- Objective A: Count the lines of the records that contain the word "wearing", and reply with that number alone.

TV Shows BuzzVerdict

The X-Files

3.8 / 5

1993 · 11 Seasons · Fox · Sci-Fi / Drama


The X-Files premiered on Fox in September 1993 and quickly became one of the defining shows of the decade. FBI agents Fox Mulder and Dana Scully investigated unsolved cases involving paranormal phenomena, UFOs, and government conspiracies, and the show tapped into a cultural moment of distrust and fascination with the unknown that made it feel electric. Over eleven seasons spanning from 1993 to 2018 (with a long gap between the original run and the revival), it produced 218 episodes and built one of the most dedicated fanbases in television history.

Community discussion about The X-Files tends to split along a very clear line. The first five seasons are widely considered excellent television, blending sharp writing, creepy atmosphere, and a perfect pairing of leads into something that felt unlike anything else on the air. After that, the consensus gets rougher. Quality dips, key cast changes, and an increasingly tangled mythology create a show that many fans stuck with out of loyalty rather than consistent satisfaction. The revival seasons in 2016 and 2018 added fuel to both sides of that debate.

What keeps The X-Files in the conversation decades later isn’t whether it maintained its peak. It’s how high that peak was, and how much of what came after it in genre television owes something to what Chris Carter built.

The X-Files’ Core Appeal Commands Attention

The dynamic between David Duchovny’s Mulder and Gillian Anderson’s Scully is the show’s greatest asset, and it’s not close. Mulder the believer and Scully the skeptic created a push-and-pull that gave every investigation its dramatic engine. Their chemistry is frequently cited as one of the best partnerships in TV history, and both actors brought nuance and intelligence to roles that could have easily become one-note. Anderson in particular delivered performances that elevated material well beyond what the scripts sometimes deserved.

Standalone “Monster of the Week” episodes represent the show at its creative best. Free from the burden of advancing an overarching conspiracy plot, these episodes allowed individual writers to explore wildly different tones and ideas. Some are deeply frightening. Others are darkly funny. A few are experimental in ways that network television rarely attempted in the 1990s. The show attracted talented writers who used the flexible format to produce hours of television that still hold up remarkably well.

Atmosphere and tone set The X-Files apart from its contemporaries. The show had a look and feel, dark, moody, often shot in the Pacific Northwest, that made even its weaker episodes feel like they belonged to something ambitious. The opening credits alone became iconic, and the show’s willingness to let tension build slowly, to trust audiences with ambiguity and unease rather than constant payoffs, gave it a texture that influenced countless shows that followed.

- Objective B: Copy word for word the part of the X-Files review starting with "What keeps The" and going on through "Chris Carter built.".

- Records for processing:
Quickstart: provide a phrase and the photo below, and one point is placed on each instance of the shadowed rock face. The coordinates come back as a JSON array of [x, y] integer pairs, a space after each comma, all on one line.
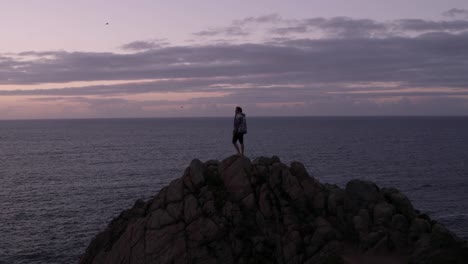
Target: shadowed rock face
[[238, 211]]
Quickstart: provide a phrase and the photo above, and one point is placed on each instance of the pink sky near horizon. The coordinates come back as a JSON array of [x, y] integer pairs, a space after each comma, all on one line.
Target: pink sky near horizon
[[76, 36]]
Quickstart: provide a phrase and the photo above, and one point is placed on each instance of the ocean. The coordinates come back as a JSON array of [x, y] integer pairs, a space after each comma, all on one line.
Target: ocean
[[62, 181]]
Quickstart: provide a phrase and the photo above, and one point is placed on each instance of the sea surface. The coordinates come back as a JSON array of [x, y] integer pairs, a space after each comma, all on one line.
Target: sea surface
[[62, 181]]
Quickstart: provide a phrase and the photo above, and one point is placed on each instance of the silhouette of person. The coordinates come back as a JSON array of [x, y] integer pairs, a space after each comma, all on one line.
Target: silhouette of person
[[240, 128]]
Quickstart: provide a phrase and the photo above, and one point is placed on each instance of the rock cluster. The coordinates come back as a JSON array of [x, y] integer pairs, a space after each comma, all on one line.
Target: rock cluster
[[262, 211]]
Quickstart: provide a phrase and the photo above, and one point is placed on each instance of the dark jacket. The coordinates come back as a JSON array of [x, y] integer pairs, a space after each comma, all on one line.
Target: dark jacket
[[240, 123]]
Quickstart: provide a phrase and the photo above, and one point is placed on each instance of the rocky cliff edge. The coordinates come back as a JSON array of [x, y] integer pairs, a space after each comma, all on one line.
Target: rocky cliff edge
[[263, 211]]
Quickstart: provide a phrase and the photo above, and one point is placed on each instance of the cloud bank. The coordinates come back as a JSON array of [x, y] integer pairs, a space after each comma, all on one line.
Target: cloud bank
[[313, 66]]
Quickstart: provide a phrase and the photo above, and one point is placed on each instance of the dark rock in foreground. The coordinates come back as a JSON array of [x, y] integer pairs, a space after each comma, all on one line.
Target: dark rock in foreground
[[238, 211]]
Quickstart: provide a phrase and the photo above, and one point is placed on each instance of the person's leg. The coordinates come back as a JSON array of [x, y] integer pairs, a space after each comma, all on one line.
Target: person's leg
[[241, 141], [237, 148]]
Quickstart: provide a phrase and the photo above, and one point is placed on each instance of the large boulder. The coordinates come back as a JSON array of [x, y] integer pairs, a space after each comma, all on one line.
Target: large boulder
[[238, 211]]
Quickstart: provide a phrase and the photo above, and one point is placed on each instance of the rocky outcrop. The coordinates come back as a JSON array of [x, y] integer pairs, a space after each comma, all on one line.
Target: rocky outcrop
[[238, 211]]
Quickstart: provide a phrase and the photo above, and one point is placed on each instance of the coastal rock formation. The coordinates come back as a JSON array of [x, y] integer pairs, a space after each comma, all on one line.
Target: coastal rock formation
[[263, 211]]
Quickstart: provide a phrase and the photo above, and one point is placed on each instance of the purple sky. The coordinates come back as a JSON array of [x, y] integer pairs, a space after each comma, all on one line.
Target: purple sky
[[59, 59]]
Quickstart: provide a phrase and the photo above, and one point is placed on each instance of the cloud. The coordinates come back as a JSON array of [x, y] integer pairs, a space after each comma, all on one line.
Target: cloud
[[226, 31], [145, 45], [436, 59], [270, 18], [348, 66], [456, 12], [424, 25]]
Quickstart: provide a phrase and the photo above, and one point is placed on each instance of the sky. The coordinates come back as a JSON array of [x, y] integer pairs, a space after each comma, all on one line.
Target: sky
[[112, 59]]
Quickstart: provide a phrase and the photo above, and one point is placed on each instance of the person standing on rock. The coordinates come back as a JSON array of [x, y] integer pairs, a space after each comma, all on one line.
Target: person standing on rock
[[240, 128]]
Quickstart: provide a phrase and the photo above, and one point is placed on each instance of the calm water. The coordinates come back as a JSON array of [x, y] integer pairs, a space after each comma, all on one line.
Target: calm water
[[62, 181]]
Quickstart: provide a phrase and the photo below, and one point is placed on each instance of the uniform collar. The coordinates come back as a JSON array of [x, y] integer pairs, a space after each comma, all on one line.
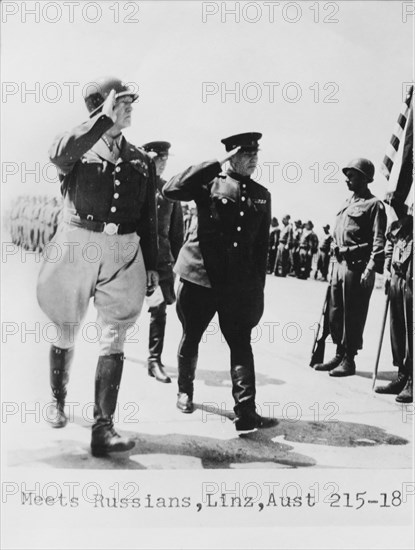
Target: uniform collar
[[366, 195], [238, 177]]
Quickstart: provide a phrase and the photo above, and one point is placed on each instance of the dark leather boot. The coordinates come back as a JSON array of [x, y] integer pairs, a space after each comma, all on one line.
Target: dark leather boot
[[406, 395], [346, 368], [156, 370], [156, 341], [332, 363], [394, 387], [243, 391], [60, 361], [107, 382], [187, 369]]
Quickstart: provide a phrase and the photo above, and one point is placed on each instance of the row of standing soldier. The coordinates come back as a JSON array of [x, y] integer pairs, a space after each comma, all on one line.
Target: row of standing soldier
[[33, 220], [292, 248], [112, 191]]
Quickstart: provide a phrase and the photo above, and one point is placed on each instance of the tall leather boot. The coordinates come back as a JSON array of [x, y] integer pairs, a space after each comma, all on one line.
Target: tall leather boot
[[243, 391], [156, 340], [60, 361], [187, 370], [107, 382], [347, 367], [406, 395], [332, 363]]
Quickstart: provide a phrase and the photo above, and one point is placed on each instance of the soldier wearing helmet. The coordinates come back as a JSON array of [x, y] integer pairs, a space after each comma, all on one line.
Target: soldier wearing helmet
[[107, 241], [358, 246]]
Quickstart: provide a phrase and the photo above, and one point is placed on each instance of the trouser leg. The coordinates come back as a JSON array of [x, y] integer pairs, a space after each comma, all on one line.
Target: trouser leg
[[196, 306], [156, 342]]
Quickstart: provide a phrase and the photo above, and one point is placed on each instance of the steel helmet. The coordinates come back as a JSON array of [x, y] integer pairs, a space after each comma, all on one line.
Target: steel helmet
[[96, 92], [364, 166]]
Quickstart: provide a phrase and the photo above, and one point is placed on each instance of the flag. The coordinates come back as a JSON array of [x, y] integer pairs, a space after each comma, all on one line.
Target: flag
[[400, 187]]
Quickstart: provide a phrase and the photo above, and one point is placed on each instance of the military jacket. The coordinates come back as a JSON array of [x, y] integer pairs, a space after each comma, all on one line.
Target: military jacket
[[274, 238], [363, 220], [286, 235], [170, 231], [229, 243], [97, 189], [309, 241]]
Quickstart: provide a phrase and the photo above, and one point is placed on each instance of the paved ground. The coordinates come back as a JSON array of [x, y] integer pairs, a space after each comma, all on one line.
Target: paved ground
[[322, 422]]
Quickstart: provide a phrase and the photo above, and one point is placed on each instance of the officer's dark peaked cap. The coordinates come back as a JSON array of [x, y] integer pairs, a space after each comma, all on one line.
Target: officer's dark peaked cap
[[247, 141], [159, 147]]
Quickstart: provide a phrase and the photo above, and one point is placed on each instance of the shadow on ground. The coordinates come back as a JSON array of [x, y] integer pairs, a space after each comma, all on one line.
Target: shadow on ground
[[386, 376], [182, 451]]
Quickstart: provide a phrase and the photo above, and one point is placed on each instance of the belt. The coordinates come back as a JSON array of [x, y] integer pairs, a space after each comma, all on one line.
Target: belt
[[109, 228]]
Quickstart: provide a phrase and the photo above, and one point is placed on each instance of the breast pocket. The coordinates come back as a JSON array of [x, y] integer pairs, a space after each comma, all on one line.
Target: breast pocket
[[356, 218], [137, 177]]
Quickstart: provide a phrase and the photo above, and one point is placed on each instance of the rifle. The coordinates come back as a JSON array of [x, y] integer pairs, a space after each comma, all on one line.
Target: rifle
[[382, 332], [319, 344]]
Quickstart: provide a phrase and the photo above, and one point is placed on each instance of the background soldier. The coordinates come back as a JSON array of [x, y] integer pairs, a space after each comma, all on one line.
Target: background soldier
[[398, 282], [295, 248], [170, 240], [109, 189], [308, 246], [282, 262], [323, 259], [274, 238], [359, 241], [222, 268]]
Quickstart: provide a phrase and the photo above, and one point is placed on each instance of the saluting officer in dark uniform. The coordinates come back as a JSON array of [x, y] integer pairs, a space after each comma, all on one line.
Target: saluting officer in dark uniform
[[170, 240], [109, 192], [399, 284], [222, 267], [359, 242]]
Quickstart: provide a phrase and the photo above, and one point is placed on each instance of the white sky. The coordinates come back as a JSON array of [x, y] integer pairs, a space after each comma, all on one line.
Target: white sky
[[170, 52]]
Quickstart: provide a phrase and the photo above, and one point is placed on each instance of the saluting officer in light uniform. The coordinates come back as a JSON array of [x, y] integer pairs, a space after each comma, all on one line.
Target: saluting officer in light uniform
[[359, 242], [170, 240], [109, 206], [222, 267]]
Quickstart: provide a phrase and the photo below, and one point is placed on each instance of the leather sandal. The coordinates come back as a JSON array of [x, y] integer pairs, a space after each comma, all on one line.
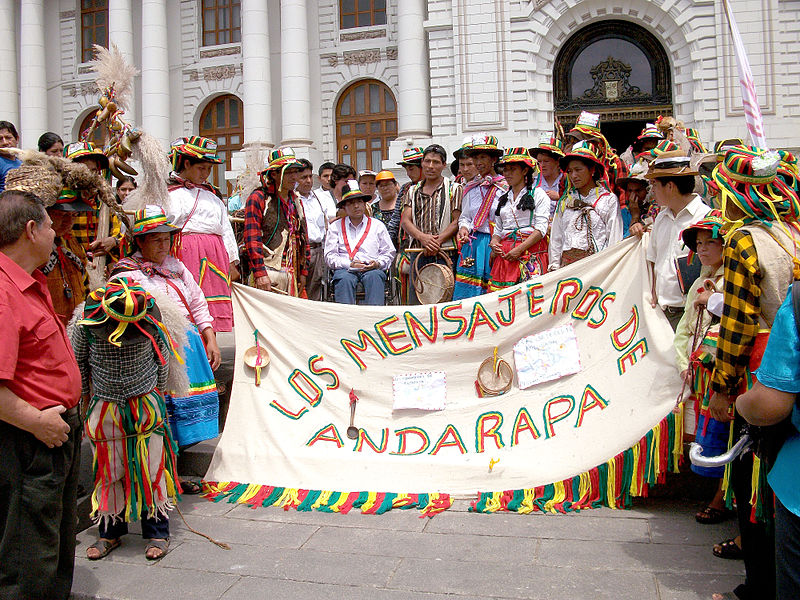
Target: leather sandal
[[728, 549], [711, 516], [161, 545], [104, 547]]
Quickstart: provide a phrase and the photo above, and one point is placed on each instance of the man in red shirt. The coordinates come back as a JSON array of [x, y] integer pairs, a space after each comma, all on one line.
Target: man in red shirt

- Task response A: 2

- Task response B:
What keeps The X-Files in the conversation decades later isn’t whether it maintained its peak. It’s how high that peak was, and how much of what came after it in genre television owes something to what Chris Carter built.